§ Kutipan Teks:

○ ○ ○

Faiz AL-Husaini

Kebersamaan Memang Tak Selalu Mendatangkan Keindahan, Namun Tiada Keindahan Tanpa Kebersamaan================================================================================================== Berbagi Adalah Salah Satu Bentuk Dedikasi Dari Kebersamaan=======================================================================Salam KEBERSAMAAN========================================== Semoga Semua Ini Dapat Menjadi Berkah Bagi Sesama

Minggu, 22 April 2012

BUNGA BANK DALAM PERSPEKTIF ISLAM

Bunga Bank Dalam Perspektif Hukum Islam
A. Sejarah Bunga Bank Konvensional.
Bangsa-bangsa dahulu telah mengenal bank, tetapi bank ini berlainan dengan bank modern, sesuai dengan awal tingkat kejadiaannya transaksi di waktu itu. Saat itu belum ada mata uang dan baru muncul pada abad pertengahan, maka timbullah lembaga perbankan yang mereka gunakan sebagai alat mata uang, pertukaran uang dengan yang lain dan penyimpanan. Hal ini sesuai dengan tingkat kemajuan yang mereka capai pada saat itu. Mereka belum mengoperasikan uang yang didepositokan pada para bankir. Kemudian para bankir berpendapat bahwa adalah lebih baik kalau uang tersebut sebagian mereka kelola, karena pada umumnya pemilik uang tidak menginkan uang yang mereka titipkan itu dioperasikan. Sehingga, dengan uang yang dititipkan itu mereka dapat mengoperasikannya dalam jumlah tertentu, seraya mereka pun dapat mengembalikan uang titipan ini pada saat penitipnya memintanya kembali. Dengan cara semacam ini, penitip (deposan) tidak mengetahui bahwa uangnya telah dioperasikan atau dikembangkan oleh si bankir, karena yang bersangutan dapat mengembalikan kepada pemiliknya kapan saja uang itu ditariknya kembali, karena uang yang dititipkan pada si bankir itu banyak, sehingga ia dapat memperbesar operasinya dan mendatangkan keuntungan yang besar pula.

○ ○ ○

§ Data Hasil Ekstraksi:

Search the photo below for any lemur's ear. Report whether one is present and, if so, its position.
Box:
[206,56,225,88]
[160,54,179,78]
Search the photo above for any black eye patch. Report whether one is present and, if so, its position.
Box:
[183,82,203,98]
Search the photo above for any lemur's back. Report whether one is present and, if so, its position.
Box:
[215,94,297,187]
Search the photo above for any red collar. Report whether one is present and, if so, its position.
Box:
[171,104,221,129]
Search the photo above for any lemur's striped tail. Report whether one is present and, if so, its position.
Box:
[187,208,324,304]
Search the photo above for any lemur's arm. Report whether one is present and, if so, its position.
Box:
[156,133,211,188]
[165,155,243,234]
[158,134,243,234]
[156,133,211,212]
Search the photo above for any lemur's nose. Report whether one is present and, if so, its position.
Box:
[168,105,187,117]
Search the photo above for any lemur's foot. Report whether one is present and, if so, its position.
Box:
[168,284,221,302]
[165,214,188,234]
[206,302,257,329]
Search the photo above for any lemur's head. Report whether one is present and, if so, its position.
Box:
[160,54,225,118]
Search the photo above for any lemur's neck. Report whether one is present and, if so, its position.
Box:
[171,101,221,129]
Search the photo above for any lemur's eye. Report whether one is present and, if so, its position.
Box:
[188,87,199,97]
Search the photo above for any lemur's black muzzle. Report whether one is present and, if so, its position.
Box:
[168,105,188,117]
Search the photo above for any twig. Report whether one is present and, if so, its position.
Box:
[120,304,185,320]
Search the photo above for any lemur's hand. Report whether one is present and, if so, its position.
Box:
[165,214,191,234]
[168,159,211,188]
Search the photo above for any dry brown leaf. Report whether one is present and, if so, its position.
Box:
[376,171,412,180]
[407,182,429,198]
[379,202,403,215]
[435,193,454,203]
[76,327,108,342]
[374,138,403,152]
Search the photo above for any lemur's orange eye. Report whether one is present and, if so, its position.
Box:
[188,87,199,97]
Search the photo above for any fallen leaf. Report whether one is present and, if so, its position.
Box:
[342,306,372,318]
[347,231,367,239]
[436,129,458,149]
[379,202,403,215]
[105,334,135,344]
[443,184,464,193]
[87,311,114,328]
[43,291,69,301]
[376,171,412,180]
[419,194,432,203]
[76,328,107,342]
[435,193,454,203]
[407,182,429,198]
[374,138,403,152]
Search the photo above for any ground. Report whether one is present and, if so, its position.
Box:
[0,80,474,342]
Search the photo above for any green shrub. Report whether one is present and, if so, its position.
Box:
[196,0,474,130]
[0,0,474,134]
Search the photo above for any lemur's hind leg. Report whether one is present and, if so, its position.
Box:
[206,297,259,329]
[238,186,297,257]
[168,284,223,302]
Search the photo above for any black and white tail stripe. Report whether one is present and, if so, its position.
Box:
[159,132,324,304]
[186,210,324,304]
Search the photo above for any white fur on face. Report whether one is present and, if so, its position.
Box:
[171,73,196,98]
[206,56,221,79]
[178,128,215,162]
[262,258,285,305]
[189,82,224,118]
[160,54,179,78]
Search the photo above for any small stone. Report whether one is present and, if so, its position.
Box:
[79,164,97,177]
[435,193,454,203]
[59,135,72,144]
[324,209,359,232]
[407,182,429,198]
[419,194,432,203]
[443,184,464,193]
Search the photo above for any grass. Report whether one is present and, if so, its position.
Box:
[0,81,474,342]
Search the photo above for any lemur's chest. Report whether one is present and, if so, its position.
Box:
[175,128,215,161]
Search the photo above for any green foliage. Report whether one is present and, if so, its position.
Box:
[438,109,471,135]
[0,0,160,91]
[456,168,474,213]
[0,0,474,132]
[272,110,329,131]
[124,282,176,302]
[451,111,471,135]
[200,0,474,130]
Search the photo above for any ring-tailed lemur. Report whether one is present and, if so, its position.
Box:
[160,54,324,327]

○ ○ ○

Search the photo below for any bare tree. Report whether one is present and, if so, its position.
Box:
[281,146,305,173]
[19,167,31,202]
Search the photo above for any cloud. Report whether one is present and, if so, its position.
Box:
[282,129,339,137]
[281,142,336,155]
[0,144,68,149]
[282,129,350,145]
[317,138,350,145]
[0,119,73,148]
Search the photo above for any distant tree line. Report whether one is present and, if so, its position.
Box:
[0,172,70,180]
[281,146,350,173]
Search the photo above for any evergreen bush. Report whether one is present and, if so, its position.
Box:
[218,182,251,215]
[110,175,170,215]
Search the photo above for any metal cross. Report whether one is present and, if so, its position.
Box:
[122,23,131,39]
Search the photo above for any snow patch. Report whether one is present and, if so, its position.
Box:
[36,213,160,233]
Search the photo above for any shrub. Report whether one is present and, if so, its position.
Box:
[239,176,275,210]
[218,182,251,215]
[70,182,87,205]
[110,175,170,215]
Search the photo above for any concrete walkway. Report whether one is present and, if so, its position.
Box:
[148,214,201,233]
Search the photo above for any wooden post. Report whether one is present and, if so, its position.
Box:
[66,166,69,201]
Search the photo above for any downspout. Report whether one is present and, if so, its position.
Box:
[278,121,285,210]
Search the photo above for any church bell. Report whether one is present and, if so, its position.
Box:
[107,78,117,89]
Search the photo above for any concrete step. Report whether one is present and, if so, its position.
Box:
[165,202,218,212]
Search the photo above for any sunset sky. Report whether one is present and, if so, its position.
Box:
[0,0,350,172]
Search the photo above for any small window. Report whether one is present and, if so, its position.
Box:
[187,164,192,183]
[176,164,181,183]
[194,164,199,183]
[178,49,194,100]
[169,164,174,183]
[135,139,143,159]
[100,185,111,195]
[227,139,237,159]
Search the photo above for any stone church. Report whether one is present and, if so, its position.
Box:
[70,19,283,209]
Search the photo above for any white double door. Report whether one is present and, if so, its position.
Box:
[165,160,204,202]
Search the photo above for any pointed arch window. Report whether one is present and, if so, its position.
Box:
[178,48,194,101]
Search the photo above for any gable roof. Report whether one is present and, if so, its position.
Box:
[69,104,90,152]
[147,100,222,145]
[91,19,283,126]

○ ○ ○

§ Tugas yang Diberikan:
Lanjutkan tulisan di atas tentang sejarah bunga bank konvensional, dimulai tepat setelah kalimat terakhirnya.

§ Hasil:
1
Dengan demikian si bankir berpendapat bahwa suatu hal yang menguntungkan bagi dirinya kalau penitip uang (deposan) diberi bagian dari keuntungan uang yang mereka titipkan kepadanya, sehingga uang mereka pun berkembang pula, dengan cara ini, si penitip memperoleh keuntungan dan si bankir juga mendapatkan untung yang jauh lebih besar. Bilamana si deposan tidak diberi keuntungan, barangkali mereka tidak akan menitipkan uangnya lagi pada si bankir atau tidak mengizinkan untuk dikembangkan. Karena itu, akhirnya orang-orang lain dapat digalakkan untuk menitipkan uang mereka padanya, sehingga akan bertambah investasi dan keuntungannya. Dari sinilah kemudian lahir gagasan lembaga perbankan modern (bank konvensional). Yang menjadi sandaran paling besar bagi kelangsungan hidup perbankan adalah deposito, sekalipun bersandar juga pada dua sumber lain, yaitu:
1. Modal, meliputi modal yang diberikan pemegang saham dan modal yang didapat dari keuntungan.
2. Kredit, hal ini dilakukan oleh bank-bank dagang bila membutuhkan modal, dan dipinjam dari bank sentral atau bank lain.
Menurut catatan sejarah, usaha perbankan sudah dikenal kurang lebih 2500 tahun sebelum masehi dalam masyarakat Mesir Purba dan Yunani Kuno, kemudian masyarakat Romawi. Karena itu, sepantasnya kalau Plato (427-347 SM) sudah berbicara tentang bahaya rente. Perkembangan bank modern mulai berkemabang di Italia dalam abad pertengahan yang dikuasai oleh beberapa keluarga untuk pembiayaan kepausan dan perdagangan wol, kemudian perbankan berkembang pesat sesudah memasuki abad ke-18 dan 19.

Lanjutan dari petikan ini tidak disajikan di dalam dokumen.